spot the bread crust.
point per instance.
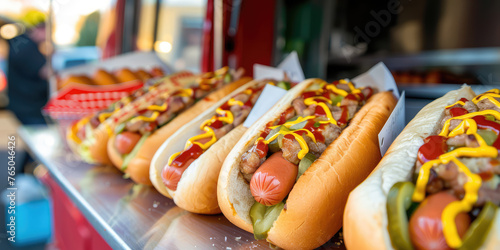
(138, 168)
(197, 190)
(365, 217)
(315, 205)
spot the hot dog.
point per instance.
(156, 123)
(89, 136)
(328, 133)
(437, 185)
(186, 167)
(273, 180)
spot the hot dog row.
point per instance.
(288, 177)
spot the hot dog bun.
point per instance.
(197, 189)
(92, 147)
(138, 168)
(314, 207)
(365, 217)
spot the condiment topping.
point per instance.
(434, 152)
(224, 116)
(313, 125)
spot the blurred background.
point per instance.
(430, 46)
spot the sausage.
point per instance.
(425, 226)
(172, 175)
(126, 141)
(274, 179)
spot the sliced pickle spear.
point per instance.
(263, 218)
(398, 201)
(478, 230)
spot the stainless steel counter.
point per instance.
(130, 216)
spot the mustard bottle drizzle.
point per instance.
(467, 126)
(316, 100)
(225, 116)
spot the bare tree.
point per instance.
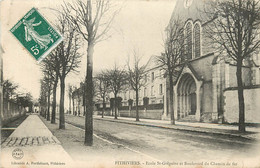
(9, 89)
(70, 91)
(136, 75)
(48, 80)
(117, 79)
(235, 31)
(51, 66)
(92, 20)
(174, 46)
(43, 97)
(102, 84)
(68, 58)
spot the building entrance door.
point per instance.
(193, 105)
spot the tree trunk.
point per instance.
(136, 107)
(89, 97)
(115, 106)
(70, 104)
(84, 100)
(62, 92)
(73, 106)
(53, 113)
(103, 109)
(240, 90)
(171, 110)
(49, 104)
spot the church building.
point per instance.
(205, 88)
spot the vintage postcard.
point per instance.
(130, 83)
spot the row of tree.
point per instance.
(63, 60)
(233, 26)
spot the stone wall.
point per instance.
(252, 105)
(148, 114)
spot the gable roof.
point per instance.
(193, 12)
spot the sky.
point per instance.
(139, 25)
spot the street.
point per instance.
(165, 144)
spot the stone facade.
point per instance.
(200, 88)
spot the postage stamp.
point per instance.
(36, 34)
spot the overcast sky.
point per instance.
(140, 24)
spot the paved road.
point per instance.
(166, 144)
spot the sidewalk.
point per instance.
(253, 133)
(33, 145)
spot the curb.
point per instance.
(181, 129)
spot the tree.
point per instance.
(235, 31)
(136, 75)
(174, 46)
(43, 98)
(9, 89)
(117, 79)
(102, 83)
(51, 66)
(68, 57)
(93, 21)
(70, 91)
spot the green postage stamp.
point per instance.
(36, 34)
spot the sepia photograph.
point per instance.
(130, 83)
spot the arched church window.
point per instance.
(197, 40)
(189, 40)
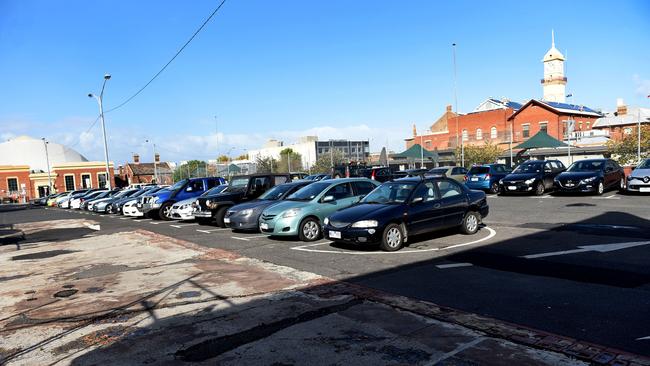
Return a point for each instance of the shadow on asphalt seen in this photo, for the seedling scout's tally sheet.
(579, 295)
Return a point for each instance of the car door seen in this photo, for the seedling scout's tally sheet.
(453, 202)
(343, 197)
(424, 209)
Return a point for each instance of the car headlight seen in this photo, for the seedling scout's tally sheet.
(365, 224)
(291, 213)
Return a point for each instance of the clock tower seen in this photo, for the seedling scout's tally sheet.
(554, 81)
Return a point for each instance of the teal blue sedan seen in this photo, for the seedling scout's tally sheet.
(303, 212)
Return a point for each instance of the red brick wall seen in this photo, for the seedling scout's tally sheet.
(23, 178)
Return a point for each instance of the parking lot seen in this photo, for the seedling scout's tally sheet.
(575, 266)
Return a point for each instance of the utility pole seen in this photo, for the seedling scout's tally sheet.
(49, 174)
(101, 114)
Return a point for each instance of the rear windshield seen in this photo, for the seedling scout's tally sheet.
(479, 170)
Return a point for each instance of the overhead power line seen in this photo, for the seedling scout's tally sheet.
(171, 60)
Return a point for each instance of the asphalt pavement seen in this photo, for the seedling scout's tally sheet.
(575, 266)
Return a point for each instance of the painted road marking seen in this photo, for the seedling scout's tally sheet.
(212, 230)
(308, 248)
(453, 265)
(602, 248)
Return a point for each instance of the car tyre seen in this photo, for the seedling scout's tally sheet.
(218, 217)
(494, 188)
(309, 229)
(470, 224)
(165, 211)
(392, 238)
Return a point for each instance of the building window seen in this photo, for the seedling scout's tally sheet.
(69, 182)
(543, 126)
(12, 184)
(101, 178)
(85, 181)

§ §

◆ Task requirements ◆
Reproduce the data word for word, excluding its pictures.

◆ Finished task ◆
spot the bread crust.
point per instance.
(138, 168)
(197, 190)
(365, 217)
(315, 205)
spot the hot dog.
point per instance.
(156, 123)
(89, 136)
(328, 133)
(437, 185)
(186, 167)
(273, 180)
spot the hot dog row.
point per instance.
(288, 177)
spot the hot dog bun.
point per instance.
(197, 189)
(92, 147)
(138, 168)
(314, 207)
(365, 217)
spot the condiment topping.
point per instance.
(434, 152)
(224, 116)
(313, 125)
spot the blurred background.
point per instance.
(430, 46)
spot the sausage.
point per instance.
(425, 226)
(172, 175)
(126, 141)
(274, 179)
spot the sliced pickle spear.
point per instance.
(263, 218)
(398, 201)
(478, 230)
spot the stainless steel counter.
point per instance.
(130, 216)
spot the mustard bottle drizzle.
point per instance.
(467, 126)
(316, 100)
(225, 116)
spot the bare tree.
point per instance.
(9, 89)
(70, 91)
(136, 75)
(48, 80)
(117, 79)
(235, 31)
(51, 66)
(92, 20)
(174, 46)
(43, 97)
(102, 84)
(68, 58)
spot the building entrance door.
point per instance.
(193, 105)
spot the tree trunk.
point per instance.
(136, 107)
(89, 97)
(115, 106)
(70, 104)
(84, 100)
(62, 92)
(73, 106)
(53, 113)
(103, 109)
(240, 90)
(171, 110)
(49, 104)
spot the church building.
point per instance.
(205, 88)
spot the vintage postcard.
point per instance.
(130, 83)
spot the row of tree.
point per instance.
(63, 60)
(233, 26)
spot the stone wall.
point per instance.
(252, 105)
(148, 114)
spot the gable roof.
point per instance.
(193, 12)
spot the sky.
point per instance.
(139, 25)
spot the street.
point per instance.
(165, 144)
spot the stone facade.
point per instance.
(200, 88)
spot the postage stamp.
point per instance.
(36, 34)
spot the overcast sky.
point per instance.
(140, 24)
spot the paved road.
point per instance.
(166, 144)
spot the sidewalk.
point per instance.
(253, 133)
(33, 145)
spot the curb.
point per instance.
(181, 129)
spot the tree.
point per instance.
(235, 31)
(136, 75)
(174, 46)
(43, 98)
(9, 89)
(117, 79)
(102, 83)
(51, 66)
(68, 57)
(93, 21)
(70, 91)
spot the green postage stamp.
point per instance.
(36, 34)
spot the sepia photograph.
point per instance.
(130, 83)
spot the arched church window.
point per instance.
(197, 40)
(189, 40)
Return a point for each instance of the shadow on asphalt seen in this photo, for the seedling scout's tally sheet.
(579, 295)
Return a point for each instance of the car door seen in this photo, for the seedling scout's tally sheet.
(453, 202)
(343, 197)
(424, 209)
Return a point for each instance of the car headlight seen in this photo, for the seedling scout's tally sheet.
(365, 224)
(291, 213)
Return a point for each instance of the clock tower seen in this photo, for the seedling scout's tally sheet.
(554, 81)
Return a point for each instance of the teal blue sedan seen in this photo, for the seedling scout's tally sheet.
(303, 212)
Return a point for each instance of the red brick wall seen in this photo, for the seedling scout's tally sheet.
(23, 178)
Return a point for each instance of the parking lot seen in this photo, for the seedling scout's tally sheet.
(575, 266)
Return a point for each instance of the utility pole seen in this photo, for the seedling scout's tally sheet.
(49, 174)
(101, 114)
Return a point for each instance of the rear windshield seen in this photo, for the seedling scout's tally sheet.
(479, 170)
Return a point for each instance of the overhead power line seen in this photo, for the seedling scout's tally sheet.
(171, 60)
Return a point for each instance of the asphalt pavement seen in this photo, for the seedling scout's tally sheet.
(575, 266)
Return a point for each instance of the painted road marking seen in this photo, for the seedling scout's tally sheet.
(212, 230)
(308, 248)
(453, 265)
(602, 248)
Return a point for each instance of the car tyre seen in this photo, for the seedling scout's tally sheet.
(218, 217)
(494, 188)
(309, 229)
(470, 224)
(165, 211)
(392, 238)
Return a point for each instance of the building window seen in this photo, for the seedling scout's tally sheet.
(69, 182)
(543, 126)
(12, 184)
(101, 178)
(85, 181)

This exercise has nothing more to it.